* _Problem to work on_: Please print exactly the line containing "on the skyline" and every line after it to the end of the records below, and nothing more.

======== Listed records ========

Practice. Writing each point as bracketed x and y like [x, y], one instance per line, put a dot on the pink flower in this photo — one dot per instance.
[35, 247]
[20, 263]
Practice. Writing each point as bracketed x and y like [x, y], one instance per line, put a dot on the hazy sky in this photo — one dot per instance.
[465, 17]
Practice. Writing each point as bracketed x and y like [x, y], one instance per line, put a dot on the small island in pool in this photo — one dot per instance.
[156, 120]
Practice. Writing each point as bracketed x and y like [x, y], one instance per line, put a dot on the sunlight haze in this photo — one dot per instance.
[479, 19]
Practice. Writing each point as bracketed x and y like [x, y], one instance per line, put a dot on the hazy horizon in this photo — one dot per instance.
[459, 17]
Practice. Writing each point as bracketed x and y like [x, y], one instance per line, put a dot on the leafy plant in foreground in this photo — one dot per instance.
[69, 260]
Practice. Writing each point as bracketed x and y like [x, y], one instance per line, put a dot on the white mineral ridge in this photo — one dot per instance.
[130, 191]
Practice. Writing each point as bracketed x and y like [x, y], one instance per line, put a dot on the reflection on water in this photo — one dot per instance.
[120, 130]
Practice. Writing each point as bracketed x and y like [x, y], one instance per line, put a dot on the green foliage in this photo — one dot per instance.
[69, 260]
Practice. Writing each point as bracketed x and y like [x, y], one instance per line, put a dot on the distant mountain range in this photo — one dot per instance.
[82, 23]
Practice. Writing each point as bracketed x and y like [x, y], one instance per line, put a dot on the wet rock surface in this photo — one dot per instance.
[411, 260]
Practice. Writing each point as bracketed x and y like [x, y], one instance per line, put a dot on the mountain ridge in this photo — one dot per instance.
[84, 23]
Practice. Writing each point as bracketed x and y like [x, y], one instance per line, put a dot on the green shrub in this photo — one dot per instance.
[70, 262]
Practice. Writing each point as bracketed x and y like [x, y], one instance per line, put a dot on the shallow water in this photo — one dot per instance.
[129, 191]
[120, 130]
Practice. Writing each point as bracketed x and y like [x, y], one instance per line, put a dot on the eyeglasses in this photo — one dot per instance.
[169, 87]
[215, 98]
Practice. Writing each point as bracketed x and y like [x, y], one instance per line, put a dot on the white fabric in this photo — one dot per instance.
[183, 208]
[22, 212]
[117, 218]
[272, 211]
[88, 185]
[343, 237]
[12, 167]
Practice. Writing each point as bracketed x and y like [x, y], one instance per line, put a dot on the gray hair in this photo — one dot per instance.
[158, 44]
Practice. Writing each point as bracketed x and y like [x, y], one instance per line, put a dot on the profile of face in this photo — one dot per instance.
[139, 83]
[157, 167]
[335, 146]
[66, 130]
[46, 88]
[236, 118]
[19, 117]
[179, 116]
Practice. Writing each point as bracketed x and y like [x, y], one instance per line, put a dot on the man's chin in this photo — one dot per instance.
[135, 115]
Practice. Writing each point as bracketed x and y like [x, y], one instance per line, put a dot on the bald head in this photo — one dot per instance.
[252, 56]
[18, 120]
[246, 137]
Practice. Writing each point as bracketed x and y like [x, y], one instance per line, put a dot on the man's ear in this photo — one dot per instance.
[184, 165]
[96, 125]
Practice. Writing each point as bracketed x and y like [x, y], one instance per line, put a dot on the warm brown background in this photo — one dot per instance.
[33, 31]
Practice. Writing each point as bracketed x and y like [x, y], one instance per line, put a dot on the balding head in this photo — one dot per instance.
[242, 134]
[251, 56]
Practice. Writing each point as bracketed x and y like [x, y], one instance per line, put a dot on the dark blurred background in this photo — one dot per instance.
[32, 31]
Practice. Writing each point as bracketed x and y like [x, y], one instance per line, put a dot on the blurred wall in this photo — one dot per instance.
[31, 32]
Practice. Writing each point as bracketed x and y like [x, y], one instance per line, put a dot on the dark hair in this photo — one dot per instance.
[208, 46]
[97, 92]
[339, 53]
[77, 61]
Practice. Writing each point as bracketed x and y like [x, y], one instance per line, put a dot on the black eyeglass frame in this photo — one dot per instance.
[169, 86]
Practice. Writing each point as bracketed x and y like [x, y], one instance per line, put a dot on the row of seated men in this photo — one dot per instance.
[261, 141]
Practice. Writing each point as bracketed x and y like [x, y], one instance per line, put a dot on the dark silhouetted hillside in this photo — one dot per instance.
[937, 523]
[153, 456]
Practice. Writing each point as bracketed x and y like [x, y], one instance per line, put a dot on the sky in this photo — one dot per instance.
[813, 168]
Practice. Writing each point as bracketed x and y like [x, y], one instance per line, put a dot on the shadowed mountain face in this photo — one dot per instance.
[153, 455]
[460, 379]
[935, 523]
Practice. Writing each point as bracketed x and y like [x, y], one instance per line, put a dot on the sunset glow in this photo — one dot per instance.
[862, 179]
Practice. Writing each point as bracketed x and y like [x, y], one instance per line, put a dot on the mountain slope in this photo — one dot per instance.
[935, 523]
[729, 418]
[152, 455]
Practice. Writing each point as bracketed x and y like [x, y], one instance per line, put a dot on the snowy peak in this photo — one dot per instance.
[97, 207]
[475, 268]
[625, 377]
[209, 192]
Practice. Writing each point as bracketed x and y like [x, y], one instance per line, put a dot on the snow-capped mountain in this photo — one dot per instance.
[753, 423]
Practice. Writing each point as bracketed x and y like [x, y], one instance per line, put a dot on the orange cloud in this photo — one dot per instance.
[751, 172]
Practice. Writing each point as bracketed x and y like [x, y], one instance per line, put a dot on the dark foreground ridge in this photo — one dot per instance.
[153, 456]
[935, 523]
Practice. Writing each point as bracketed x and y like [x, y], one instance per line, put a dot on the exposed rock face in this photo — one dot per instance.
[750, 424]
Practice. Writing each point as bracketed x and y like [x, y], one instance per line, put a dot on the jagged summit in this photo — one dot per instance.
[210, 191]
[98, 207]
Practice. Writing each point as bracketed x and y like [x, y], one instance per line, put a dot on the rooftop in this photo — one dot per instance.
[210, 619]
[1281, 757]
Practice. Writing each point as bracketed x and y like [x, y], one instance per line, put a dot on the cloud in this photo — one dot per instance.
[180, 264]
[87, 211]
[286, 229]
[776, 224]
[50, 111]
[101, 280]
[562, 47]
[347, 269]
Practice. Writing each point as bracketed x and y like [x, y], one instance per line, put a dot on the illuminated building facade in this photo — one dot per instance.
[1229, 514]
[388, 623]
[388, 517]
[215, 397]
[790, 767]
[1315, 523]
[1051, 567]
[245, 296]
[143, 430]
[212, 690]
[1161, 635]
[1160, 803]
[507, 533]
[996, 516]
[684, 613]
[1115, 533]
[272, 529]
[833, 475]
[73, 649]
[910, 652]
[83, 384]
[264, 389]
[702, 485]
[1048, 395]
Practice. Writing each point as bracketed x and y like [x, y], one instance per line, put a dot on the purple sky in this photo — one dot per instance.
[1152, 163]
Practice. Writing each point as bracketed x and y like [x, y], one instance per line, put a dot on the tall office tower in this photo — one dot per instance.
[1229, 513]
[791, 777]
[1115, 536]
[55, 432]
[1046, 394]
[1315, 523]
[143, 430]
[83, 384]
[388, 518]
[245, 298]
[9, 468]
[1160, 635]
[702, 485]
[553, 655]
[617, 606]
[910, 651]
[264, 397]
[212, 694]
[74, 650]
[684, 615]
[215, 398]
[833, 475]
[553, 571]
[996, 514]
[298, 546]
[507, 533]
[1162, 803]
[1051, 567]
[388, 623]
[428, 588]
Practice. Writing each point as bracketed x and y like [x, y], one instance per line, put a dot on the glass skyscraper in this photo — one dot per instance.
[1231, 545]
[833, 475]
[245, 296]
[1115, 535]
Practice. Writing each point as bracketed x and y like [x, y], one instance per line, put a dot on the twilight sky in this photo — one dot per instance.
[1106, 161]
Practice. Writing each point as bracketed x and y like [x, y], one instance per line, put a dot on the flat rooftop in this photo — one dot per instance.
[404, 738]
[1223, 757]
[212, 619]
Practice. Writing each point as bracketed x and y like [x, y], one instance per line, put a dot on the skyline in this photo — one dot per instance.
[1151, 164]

========

* _Answer_:
Practice. Writing each point as bracketed x and y like [x, y], one instance per line, put a dot on the skyline in this photo — one dot per instance.
[1151, 164]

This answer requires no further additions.